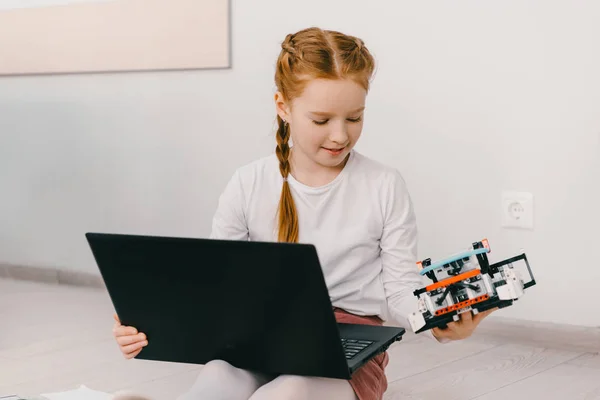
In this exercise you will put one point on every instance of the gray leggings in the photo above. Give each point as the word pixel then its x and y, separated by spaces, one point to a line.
pixel 219 380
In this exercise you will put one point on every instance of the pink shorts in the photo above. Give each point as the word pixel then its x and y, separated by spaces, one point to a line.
pixel 369 382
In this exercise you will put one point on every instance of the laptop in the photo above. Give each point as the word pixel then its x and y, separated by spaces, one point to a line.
pixel 260 306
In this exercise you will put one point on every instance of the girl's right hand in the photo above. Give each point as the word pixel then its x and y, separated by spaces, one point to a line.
pixel 129 339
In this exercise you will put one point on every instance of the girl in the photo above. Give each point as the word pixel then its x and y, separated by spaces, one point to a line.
pixel 356 211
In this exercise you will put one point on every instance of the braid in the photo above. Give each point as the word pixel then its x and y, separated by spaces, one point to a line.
pixel 288 218
pixel 311 53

-*-*-

What this task involves → All of the entries above are to be duplicated exactly, with every image left out.

Expected answer →
In this exercise you will put one point on every instance of the gray leggings in the photo above. Give each point as the word pixel then its x and y, separated by spaces, one point to a line.
pixel 219 380
In this exercise you will put one point on every instance of the pink shorts in the photo above. Give each point as the word pixel then its x and y, separated by spaces, one point to a line.
pixel 369 382
In this exercise you will put one point on every instance of the laptop in the photo above. Give each point as the word pixel then its x and y, separated by spaces, one point to a line.
pixel 260 306
In this exercise you will put one point on every instance of the girl's right hand in the photo above. Give each point as the word pixel then its x and y, separated by spaces, one point to a line.
pixel 129 339
In this exercise you will put one point on every instance of the girl in the photo above. Give each point as the word pixel then its x and y, separated by spaces, one point to a line.
pixel 356 211
In this exercise you will put one point on every instance of the braid in the photo above. Give each point as the word pixel then its x and y, separated by spaces, one point to a line.
pixel 288 218
pixel 311 53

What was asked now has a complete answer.